> _GIVEN PROBLEM 1_
In the dissertation news item below, what time and place are set for the public defense?

Dissertation: Towards more accurate environmental prediction – research reveals the underlying structures behind air pollution and weather
Environmental data, such as air pollutant concentrations, temperatures, and precipitation levels, are collected simultaneously from thousands of measurement stations around the world. The statistical analysis of these large datasets is exceptionally challenging, as modeling must account for both the dependencies between variables and complex spatial and temporal structures.
- Ozone is a good example of a harmful air pollutant whose formation is a multi-stage phenomenon. It does not arise directly from emissions, but forms through the combined effect of combustion-related emissions and sunlight in complex chemical reactions. The amount of emissions and sunlight is in turn strongly influenced by the season, geographic region, and several other weather-related variables. Therefore, when modeling and predicting ozone concentrations, it is important to take all of these underlying factors into account, explains Doctoral Researcher Mika Sipilä from the University of Jyväskylä.
The method revealed familiar phenomena in a new way
Doctoral Researcher Mika Sipilä developed machine learning based methods in his statistics dissertation that searched for statistically independent latent variables underlying the data. Together, these latent variables capture all the essential information from the observed data. A key strength of the methods is that they leverage the spatial and temporal structure of the data to identify latent variables – something that has previously been a theoretically very difficult problem in the context of nonlinear modeling.
- From air pollution and weather data, the method succeeded in identifying three easily interpretable latent components. One described combustion-related emissions, another precipitation and humidity, and the third the photochemical process triggered by sunlight in which ozone is formed. Therefore, the method was able to automatically discover structures in the data that closely match current scientific understanding of the phenomena underlying air pollution and weather, explains Sipilä.
Latent variables enhance forecasting
The developed methods can be used to predict the values of observed variables both into the future and for locations where no measurement stations exist.
- Because the latent variables are independent of one another, they can be modeled individually, which makes predicting computationally efficient, while still enabling highly accurate results, clarifies Sipilä.
The public defense of FM Mika Sipilä’s doctoral dissertation in statistics, “Identifiable variational autoencoders for modeling spatial and spatio-temporal data“ will be held on 15 May 2026 at 12:00 in Agora Auditorium 3. The opponent is Professor Andreas Artemiou (University of Limassol) and the custos is Assistant Professor Sara Taskinen (University of Jyväskylä). The defense will be held in English.
The dissertation is available online at: https://urn.fi/URN:ISBN:978-952-86-1479-1.

> _MATERIAL TO PROCESS_
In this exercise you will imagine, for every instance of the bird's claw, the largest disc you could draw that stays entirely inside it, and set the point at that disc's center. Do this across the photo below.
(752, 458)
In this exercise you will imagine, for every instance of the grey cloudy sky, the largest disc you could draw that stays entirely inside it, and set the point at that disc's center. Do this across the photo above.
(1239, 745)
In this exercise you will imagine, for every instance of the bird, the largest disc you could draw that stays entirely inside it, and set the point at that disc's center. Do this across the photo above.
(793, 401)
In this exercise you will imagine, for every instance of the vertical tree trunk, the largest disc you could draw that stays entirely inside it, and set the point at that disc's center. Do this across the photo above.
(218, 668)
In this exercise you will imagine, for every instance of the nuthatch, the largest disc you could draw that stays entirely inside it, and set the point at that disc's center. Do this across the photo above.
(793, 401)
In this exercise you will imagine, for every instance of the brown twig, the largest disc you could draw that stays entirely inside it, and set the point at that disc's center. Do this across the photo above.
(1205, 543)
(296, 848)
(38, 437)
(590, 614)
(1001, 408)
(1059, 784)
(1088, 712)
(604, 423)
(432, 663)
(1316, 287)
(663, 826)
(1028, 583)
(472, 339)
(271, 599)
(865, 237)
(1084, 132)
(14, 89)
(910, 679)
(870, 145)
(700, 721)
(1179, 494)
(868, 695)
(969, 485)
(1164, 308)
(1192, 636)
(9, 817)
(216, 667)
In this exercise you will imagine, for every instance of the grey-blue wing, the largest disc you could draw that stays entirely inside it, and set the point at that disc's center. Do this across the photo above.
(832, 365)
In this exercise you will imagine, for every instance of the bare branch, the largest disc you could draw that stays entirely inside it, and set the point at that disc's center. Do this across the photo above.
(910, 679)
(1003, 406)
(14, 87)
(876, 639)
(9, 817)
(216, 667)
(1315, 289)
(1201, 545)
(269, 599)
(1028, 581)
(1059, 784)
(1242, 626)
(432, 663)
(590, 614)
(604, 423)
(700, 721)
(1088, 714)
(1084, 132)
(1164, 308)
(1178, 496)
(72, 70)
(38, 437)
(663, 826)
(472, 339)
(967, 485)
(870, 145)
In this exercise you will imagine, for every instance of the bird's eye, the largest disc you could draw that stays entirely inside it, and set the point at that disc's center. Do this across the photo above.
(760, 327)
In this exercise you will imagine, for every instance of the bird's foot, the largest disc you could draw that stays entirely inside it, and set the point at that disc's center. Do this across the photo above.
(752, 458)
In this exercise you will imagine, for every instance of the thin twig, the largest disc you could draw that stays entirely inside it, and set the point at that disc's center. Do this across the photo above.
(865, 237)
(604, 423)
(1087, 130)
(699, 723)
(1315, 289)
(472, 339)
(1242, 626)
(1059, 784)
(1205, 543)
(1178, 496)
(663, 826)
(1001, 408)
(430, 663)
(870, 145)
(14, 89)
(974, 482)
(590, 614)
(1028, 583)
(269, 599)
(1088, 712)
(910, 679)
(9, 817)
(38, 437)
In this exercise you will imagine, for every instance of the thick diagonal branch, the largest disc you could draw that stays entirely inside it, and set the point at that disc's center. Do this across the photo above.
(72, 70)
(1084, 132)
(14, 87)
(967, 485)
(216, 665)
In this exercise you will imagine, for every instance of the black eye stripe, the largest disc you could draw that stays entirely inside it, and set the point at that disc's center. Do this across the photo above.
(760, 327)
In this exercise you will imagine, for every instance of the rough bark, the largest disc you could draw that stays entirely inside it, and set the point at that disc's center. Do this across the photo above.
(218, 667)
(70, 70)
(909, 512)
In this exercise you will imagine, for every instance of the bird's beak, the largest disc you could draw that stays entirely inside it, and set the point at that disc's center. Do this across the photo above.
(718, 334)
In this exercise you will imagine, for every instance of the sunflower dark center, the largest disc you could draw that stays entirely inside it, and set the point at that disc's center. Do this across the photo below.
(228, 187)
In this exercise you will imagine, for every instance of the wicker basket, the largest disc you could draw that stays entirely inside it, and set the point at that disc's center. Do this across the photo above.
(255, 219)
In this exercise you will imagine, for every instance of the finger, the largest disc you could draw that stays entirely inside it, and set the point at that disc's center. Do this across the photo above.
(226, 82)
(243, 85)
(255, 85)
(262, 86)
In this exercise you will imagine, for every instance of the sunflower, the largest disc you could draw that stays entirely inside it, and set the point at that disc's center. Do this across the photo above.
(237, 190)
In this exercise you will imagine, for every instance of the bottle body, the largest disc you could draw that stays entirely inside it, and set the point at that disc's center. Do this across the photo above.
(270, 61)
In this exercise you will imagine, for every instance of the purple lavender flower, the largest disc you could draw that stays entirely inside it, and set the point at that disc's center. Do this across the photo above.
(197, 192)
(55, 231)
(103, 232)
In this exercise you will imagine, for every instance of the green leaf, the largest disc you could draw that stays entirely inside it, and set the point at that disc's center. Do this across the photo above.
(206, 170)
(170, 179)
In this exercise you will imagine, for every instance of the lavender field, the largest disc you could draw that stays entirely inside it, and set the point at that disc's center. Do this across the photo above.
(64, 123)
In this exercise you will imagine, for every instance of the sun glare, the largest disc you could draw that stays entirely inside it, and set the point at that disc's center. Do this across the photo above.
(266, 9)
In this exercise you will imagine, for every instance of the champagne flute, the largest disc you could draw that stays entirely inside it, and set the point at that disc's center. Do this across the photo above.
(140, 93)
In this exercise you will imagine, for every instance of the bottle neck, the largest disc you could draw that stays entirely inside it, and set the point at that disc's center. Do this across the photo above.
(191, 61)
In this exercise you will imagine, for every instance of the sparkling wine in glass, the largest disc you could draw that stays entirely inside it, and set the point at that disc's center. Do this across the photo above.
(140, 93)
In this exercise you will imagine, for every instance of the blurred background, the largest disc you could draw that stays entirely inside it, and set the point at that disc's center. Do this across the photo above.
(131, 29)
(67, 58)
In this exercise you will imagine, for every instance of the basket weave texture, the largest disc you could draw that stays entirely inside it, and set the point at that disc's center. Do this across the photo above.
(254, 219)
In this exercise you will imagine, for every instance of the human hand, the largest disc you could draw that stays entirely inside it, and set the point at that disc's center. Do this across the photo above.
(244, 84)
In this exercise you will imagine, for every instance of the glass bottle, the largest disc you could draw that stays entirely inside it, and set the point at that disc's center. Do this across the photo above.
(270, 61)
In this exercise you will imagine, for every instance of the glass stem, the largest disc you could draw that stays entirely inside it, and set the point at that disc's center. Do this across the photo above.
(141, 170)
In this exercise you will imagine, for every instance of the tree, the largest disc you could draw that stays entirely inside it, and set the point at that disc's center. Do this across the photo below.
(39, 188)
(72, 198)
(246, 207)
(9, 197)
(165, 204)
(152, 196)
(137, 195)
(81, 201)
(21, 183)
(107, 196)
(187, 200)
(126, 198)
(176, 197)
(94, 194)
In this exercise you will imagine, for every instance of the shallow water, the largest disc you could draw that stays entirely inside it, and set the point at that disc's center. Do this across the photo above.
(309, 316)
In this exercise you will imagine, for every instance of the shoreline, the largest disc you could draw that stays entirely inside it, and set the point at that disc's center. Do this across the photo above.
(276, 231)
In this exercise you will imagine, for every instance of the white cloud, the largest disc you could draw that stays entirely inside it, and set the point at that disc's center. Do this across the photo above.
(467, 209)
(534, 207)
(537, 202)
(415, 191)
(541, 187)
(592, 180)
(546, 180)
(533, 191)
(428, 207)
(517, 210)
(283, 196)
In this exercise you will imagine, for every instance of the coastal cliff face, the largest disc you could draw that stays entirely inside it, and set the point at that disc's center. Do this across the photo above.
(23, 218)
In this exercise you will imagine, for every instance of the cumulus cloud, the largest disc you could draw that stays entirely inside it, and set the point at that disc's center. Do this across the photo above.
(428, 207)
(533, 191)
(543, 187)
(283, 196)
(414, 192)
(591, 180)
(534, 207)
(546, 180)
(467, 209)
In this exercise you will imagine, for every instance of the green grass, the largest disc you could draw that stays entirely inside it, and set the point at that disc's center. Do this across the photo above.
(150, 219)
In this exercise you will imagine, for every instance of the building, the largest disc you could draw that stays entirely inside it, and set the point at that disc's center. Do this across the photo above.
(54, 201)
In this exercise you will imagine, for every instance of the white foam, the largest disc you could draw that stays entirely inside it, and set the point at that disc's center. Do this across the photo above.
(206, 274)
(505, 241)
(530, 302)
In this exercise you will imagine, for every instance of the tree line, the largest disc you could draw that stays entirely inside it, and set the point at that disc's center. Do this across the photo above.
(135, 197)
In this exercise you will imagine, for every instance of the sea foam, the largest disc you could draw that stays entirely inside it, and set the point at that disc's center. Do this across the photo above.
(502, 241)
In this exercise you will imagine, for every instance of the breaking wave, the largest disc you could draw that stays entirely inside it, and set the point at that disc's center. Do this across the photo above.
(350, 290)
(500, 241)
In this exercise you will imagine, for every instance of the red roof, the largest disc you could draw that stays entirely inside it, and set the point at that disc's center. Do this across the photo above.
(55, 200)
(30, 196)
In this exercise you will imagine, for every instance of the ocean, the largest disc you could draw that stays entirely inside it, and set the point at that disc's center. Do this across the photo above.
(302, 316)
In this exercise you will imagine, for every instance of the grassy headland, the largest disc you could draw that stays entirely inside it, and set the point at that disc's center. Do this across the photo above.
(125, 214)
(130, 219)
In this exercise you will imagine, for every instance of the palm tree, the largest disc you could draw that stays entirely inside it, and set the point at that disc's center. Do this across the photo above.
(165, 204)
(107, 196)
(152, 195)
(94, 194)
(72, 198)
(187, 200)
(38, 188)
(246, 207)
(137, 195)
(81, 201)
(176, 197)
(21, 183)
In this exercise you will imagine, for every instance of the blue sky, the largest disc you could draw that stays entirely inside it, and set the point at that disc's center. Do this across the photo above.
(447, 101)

> _GIVEN PROBLEM 2_
List every line of the records above that contains the word "texture", matching case exactly.

> _EXPECTED OUTPUT 1_
15 May 2026 at 12:00 in Agora Auditorium 3.

> _EXPECTED OUTPUT 2_
In this exercise you will imagine, for every instance of the basket weave texture, the largest disc you could draw that stays entirely inside it, and set the point at that disc's center. Do this across the photo above.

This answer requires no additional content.